## GIVEN TEXT
☆ ☆ ☆
The place has a quaint ambience that inevitably inspires local writers to gush that it's "just like a little Paris bistro," or some such blather. With Bosnian waiters, a no-smoking policy and an absence of canines, it's safe to say that Jacques Pepin wouldn't become disoriented if he were to wander in off the street. But Chez Leon has undeniable charm. Its glossy taffy-apple-red façade has more windows than a double-decker bus. Inside, a mural depicting canted rooftops and Gallic flags might have been copied from a Madeline storybook. The ersatz brasserie look is clinched with a few French advertising posters and a narrow line of mirrors stretching behind the banquettes.
This gleaming package is tarnished, however, by neglected chores. The pendulous convex lighting fixtures are huge and handsome, drawing the eye upward. Scores of moths, perhaps obeying their deceased relatives' exhortations to enter into the light, have expired and come to rest in the bellies of these hemispheres. Gazing up at the outlines of the moths' feathery corpses does not make for a romantic tableau. And the two unkempt restrooms, which seem to have been designated unisex only because that's oh-so-European, should be spruced up periodically each evening.
Chez Leon's table service teeters from lax to brisk, a sign that Bierbaum needs to focus on staff training and retention. On our first visit, the waiter was genial but overlooked a number of fundamental tasks, the most important of which was to explain the prix-fixe menu. An $18 main course with two other plates, such as an appetizer and a dessert, costs $28. That's a good value, but about one-third of the entrées require the diner to pay a premium. Tack on an additional $12, for example, if you order rack of lamb or sole meunière. And most diners will have to factor in the price of wine as well. The all-French list includes nearly 75 bottles, about 15 of which go for $30 or less.
On our next visit, we were assigned a crack waiter who remembered to pitch the house pâté, notify us that dessert soufflés must be ordered 20 minutes ahead of time and describe the banquet-style side dishes paired with the entrées. We'd been dismayed to discover during our previous visit that the kitchen takes an assembly-line approach to garniture, fitting out every entrée with almost identical sides. Fish plates, for instance, were accompanied by ratatouille, a carrot-turnip medley, basmati rice and a green minimuffin variously described by the waiters as a spinach timbale, spinach flan and spinach custard. For meat dishes, the rice was swapped with gratin dauphinois, or scalloped potatoes. Repurposing the same tedious sides for almost every main course is cost-efficient for the restaurant but stupefying for the diner, like sitting through back-to-back episodes of A Wedding Story.
☆ ☆ ☆
## SOURCE MATERIAL

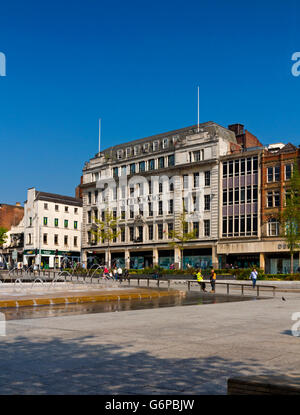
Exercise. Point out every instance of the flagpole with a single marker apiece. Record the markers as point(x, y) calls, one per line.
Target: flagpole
point(99, 132)
point(198, 111)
☆ ☆ ☆
## TASK SET
[a] Reproduce the passage of the Chez Leon review between "This gleaming package" and "periodically each evening.", inclusive.
[b] According to the Chez Leon review, how far ahead of time must dessert soufflés be ordered?
The listing has no connection to the Chez Leon review.

## ANSWERS FOR THE EXERCISE
[a]
This gleaming package is tarnished, however, by neglected chores. The pendulous convex lighting fixtures are huge and handsome, drawing the eye upward. Scores of moths, perhaps obeying their deceased relatives' exhortations to enter into the light, have expired and come to rest in the bellies of these hemispheres. Gazing up at the outlines of the moths' feathery corpses does not make for a romantic tableau. And the two unkempt restrooms, which seem to have been designated unisex only because that's oh-so-European, should be spruced up periodically each evening.

[b] 20 minutes ahead of time.